[EXERCISE DATA — start]
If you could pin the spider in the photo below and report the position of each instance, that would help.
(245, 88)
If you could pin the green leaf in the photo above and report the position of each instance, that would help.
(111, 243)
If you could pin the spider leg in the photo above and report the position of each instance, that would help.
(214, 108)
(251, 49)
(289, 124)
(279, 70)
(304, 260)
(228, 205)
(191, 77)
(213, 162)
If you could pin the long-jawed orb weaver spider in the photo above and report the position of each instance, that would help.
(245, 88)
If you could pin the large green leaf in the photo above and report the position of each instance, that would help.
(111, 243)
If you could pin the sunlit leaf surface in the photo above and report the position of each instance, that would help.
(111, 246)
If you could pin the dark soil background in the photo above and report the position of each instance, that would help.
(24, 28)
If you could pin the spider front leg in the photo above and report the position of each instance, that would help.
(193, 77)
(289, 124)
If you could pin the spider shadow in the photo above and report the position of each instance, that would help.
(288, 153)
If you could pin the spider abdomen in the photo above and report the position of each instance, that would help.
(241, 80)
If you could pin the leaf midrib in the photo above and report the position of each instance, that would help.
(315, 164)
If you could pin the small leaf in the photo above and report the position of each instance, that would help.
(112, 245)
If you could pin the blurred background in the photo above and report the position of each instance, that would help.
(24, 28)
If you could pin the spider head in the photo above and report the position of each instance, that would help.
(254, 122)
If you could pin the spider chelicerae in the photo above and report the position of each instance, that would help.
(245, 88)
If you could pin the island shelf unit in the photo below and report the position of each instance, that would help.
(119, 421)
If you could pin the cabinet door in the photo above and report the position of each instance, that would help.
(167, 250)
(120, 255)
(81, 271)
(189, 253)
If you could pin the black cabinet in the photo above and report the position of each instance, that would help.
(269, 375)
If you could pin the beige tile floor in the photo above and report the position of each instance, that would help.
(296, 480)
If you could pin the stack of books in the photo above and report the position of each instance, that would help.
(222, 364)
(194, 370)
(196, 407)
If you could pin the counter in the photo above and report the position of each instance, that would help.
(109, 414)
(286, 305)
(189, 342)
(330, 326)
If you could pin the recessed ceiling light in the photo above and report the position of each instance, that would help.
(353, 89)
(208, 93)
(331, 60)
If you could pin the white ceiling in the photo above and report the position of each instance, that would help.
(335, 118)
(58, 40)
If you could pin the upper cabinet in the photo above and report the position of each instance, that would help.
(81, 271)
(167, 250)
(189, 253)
[EXERCISE DATA — finish]
WHAT YOU NEED TO DO
Only the lines from the one with "If you could pin the upper" through the end of the material are wanted; copy them exactly, both ends included.

YOUR RESPONSE
If you could pin the upper cabinet in the photo above and report the position of each instance, that would help.
(81, 271)
(167, 250)
(189, 253)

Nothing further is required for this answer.